(Your instructions):
Please show every line in the items below that contains the word "street", copying each one unchanged.

(Supplied entries):
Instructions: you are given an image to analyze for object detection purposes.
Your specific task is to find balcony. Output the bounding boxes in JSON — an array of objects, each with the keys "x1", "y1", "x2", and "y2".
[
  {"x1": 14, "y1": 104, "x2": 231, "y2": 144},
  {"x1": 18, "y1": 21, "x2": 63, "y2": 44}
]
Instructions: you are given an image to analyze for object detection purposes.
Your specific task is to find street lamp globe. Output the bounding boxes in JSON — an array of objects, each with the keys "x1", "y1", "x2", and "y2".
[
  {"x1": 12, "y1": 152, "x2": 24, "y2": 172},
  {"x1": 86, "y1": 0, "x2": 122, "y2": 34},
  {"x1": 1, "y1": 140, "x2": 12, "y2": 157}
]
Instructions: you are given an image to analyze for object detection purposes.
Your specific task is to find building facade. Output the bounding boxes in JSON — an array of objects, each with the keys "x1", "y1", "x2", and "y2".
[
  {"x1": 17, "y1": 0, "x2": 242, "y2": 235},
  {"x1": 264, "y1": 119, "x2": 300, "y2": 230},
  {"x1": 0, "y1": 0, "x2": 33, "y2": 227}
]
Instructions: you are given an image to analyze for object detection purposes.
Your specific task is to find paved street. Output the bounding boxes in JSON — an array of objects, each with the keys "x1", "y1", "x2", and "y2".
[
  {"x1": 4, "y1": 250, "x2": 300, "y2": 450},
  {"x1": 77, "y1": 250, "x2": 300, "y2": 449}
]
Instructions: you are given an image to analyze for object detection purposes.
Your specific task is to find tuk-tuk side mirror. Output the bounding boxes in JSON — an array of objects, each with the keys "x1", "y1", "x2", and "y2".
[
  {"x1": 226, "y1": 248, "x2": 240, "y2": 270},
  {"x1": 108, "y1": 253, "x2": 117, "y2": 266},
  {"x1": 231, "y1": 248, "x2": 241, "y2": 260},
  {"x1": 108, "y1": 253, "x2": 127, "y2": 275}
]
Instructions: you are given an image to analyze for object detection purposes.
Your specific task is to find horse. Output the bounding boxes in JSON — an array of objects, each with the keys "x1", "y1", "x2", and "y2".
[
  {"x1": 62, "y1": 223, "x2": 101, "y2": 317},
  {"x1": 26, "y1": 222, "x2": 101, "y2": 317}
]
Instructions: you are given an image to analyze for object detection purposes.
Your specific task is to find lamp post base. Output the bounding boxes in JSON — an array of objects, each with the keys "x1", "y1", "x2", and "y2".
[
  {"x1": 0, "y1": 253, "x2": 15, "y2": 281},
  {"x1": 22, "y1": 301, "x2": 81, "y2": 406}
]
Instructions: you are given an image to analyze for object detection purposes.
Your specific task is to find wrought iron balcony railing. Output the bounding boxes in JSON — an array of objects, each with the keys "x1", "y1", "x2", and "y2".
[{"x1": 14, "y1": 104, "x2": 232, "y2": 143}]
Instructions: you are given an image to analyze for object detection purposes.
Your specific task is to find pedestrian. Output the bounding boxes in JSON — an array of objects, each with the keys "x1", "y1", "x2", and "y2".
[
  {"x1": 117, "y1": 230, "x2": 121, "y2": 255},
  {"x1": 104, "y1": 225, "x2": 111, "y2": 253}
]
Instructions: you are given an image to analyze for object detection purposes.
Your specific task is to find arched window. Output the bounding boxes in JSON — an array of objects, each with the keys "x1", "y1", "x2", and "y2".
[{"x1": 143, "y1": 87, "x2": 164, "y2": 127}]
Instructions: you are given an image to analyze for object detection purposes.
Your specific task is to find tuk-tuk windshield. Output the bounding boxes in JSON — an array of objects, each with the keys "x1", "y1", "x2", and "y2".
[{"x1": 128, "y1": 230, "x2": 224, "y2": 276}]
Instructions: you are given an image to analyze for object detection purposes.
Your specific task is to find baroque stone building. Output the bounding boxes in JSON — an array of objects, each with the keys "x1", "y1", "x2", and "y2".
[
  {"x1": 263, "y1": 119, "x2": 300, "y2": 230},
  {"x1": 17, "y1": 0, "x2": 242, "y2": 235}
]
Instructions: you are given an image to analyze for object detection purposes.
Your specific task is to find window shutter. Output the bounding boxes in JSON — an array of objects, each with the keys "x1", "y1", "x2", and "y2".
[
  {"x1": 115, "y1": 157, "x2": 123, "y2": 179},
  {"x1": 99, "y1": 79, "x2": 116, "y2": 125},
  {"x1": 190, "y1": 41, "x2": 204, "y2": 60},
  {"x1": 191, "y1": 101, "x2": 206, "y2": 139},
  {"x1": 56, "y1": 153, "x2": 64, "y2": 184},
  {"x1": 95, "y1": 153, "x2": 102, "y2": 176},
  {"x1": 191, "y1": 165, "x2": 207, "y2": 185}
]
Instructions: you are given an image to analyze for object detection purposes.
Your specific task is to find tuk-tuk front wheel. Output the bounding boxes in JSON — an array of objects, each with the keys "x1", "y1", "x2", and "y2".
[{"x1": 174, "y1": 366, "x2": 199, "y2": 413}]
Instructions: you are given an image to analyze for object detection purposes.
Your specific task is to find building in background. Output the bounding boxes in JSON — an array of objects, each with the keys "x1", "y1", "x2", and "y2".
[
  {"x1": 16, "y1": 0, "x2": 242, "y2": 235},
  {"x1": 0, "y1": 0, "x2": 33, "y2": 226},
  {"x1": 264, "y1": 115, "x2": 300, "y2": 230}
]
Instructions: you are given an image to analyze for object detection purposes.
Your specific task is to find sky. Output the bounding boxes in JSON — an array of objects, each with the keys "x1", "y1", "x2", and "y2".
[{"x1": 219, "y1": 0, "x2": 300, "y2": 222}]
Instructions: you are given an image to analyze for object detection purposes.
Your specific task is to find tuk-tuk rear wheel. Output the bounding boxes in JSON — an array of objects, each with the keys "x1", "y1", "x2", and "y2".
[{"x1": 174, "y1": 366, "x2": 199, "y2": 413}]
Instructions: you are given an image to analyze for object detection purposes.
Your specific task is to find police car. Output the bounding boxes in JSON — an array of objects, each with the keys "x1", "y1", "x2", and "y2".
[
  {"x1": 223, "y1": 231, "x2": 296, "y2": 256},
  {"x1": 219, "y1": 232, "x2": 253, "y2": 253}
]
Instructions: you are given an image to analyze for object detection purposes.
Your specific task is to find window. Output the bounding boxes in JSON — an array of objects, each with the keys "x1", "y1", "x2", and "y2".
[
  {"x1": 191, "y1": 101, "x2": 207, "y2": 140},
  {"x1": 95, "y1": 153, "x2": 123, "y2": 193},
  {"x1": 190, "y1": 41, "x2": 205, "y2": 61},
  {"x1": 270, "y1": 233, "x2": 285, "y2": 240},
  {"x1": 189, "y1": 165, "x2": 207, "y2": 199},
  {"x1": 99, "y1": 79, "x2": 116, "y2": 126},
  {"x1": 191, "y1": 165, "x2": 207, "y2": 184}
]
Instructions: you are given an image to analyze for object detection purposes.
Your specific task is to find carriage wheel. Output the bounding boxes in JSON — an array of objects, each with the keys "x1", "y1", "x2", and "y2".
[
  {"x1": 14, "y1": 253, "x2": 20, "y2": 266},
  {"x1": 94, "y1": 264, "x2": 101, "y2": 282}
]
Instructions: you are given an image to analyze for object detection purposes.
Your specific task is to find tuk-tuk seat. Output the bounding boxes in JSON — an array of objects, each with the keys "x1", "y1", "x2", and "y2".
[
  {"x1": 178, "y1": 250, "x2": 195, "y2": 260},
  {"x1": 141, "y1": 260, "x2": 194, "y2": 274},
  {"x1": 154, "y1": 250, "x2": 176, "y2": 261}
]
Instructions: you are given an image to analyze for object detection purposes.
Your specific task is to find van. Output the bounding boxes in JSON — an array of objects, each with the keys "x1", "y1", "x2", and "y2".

(Solved exercise):
Your specific task is to find street lamp globe. Output the bounding boxes in JSON — an array of objects, each with the keys "x1", "y1", "x2", and "y2".
Your specific task is to find paved street. Output the bounding boxes in JSON — an array of objects, each with the keys "x1", "y1", "x2", and "y2".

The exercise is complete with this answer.